# start of Text shown

LAFRANCE (Hianveu, dit Lafrance), FRANÇOIS-XAVIER-STANISLAS, Roman Catholic priest and educator; b. 26 Feb. 1814 in Quebec, son of Louis-Charles Hianveu (Hyanveux), dit Lafrance, a bookbinder, and Marie-Angélique-Émilie McDonell (McDonald); d. 27 Nov. 1867 at Barachois, N.B.
François-Xavier-Stanislas Lafrance’s first ambition had been to become a doctor but the typhoid outbreak of 1837 changed his mind, and in September of that year he entered the Petit Séminaire de Québec. The following year he heard a sermon by a family friend, Bishop Bernard Donald MacDonald*, of Charlottetown, P.E.I., on the need for priests to work in the Acadian parishes. Lafrance went to Prince Edward Island with the bishop in 1838 and after studying at St Andrew’s College was ordained in Rustico on 2 April 1841. For the next 26 years Lafrance worked among the Acadians.

# end of Text shown
# start of Stored records

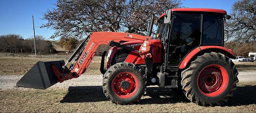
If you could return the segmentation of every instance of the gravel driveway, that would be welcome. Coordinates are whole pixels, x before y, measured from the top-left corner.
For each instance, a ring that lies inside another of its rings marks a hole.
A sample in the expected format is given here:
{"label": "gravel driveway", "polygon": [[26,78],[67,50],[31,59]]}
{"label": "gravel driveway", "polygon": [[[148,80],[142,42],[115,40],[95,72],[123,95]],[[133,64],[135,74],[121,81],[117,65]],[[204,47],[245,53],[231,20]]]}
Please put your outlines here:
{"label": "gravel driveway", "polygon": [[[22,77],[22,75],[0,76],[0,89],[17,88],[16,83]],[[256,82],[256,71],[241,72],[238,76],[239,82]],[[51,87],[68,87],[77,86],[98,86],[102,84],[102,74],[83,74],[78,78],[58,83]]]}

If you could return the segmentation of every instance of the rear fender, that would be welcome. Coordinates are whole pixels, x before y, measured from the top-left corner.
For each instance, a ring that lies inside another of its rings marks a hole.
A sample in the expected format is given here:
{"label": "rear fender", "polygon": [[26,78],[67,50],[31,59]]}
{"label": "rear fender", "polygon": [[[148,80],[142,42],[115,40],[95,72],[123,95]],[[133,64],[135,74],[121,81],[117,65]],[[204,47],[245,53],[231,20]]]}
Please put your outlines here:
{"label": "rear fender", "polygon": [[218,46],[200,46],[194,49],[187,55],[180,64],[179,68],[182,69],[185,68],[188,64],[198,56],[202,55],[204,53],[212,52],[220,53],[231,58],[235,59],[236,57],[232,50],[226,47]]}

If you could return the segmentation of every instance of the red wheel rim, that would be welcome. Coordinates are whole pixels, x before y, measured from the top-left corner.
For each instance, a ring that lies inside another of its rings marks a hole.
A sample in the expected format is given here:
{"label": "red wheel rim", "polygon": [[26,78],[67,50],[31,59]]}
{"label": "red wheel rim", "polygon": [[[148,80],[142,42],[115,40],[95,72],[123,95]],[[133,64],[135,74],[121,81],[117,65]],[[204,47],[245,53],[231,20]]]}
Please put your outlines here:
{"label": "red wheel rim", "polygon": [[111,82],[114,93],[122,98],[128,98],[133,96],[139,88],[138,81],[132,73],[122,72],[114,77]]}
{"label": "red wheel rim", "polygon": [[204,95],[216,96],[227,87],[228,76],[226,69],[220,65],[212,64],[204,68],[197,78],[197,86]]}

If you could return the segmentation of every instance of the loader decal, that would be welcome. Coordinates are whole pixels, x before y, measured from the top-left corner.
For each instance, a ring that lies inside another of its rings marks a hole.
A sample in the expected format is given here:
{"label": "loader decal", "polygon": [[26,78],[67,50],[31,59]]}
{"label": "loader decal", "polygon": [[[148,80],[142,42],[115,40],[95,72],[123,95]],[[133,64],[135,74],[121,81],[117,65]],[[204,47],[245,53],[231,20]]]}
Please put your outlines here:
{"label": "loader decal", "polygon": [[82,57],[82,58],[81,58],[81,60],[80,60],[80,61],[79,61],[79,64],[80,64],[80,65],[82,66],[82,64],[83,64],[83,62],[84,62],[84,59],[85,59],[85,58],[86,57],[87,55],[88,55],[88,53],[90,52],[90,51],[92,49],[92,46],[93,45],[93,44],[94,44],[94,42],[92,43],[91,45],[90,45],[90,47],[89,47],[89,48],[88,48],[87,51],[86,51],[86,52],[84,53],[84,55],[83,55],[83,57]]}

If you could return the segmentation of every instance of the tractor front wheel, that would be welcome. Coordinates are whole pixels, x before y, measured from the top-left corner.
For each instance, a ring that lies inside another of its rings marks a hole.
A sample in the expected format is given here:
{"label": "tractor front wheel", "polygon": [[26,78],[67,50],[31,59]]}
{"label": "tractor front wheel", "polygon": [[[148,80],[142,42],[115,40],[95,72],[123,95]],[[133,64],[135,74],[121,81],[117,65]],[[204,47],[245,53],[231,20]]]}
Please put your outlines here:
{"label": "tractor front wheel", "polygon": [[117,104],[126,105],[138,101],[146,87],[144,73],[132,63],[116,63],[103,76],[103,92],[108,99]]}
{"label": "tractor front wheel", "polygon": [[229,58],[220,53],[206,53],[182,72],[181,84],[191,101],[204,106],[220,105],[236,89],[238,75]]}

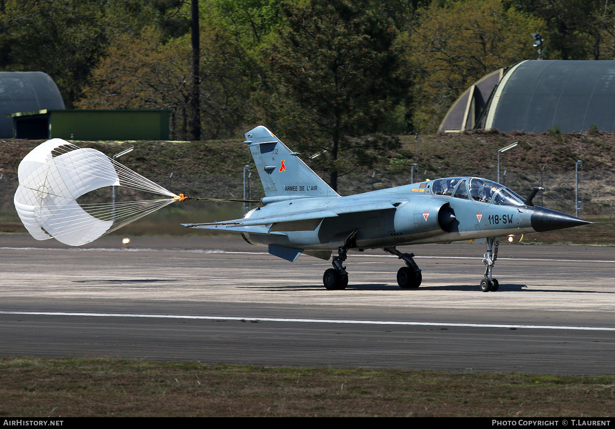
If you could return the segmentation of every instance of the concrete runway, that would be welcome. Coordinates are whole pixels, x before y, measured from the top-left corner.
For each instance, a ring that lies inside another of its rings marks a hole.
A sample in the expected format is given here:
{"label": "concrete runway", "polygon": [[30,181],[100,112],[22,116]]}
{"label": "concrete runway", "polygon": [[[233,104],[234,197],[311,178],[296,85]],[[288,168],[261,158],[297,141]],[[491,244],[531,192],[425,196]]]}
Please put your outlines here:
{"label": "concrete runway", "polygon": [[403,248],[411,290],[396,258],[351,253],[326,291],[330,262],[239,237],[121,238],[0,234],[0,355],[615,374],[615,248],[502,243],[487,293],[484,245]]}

# end of Stored records

Short problem 1: Write down the part of the Lafrance entry starting at "LAFRANCE (Hianveu, dit" and ending at "at Barachois, N.B.", word for word.
Short problem 2: Resume the biographical entry on François-Xavier-Stanislas Lafrance from the point where it stops.
The material here has no connection to the biographical entry on François-Xavier-Stanislas Lafrance.

Result 1:
LAFRANCE (Hianveu, dit Lafrance), FRANÇOIS-XAVIER-STANISLAS, Roman Catholic priest and educator; b. 26 Feb. 1814 in Quebec, son of Louis-Charles Hianveu (Hyanveux), dit Lafrance, a bookbinder, and Marie-Angélique-Émilie McDonell (McDonald); d. 27 Nov. 1867 at Barachois, N.B.

Result 2:
He was a curate during the summer of 1841 in Rustico itself and then moved to Saint John, N.B. From 1842 to 1852 he served as vicar at Tracadie, N.B., where he was also responsible for the neighbouring parishes of Pokemouche-en-Haut, Pokemouche-en-Bas, Neguac, and the Indian mission of Burnt Church. His first task was to organize the parishes, for until his arrival the cure had been attached to Caraquet. He had some basis on which to build, for between them the settlements at Pokemouche had a chapel and a schoolhouse. The teacher, however, usually taught in several places and spent only six or seven weeks at one time in any village. Neguac had a wooden chapel but Burnt Church had only the ruins which gave the settlement its name. Tracadie’s fine church had been completed in 1823 but the community had no school. For ten years Lafrance expanded and rebuilt churches and carried out all the normal duties of a parish priest. He also established a school at Tracadie despite the difficulty of obtaining permanent staff.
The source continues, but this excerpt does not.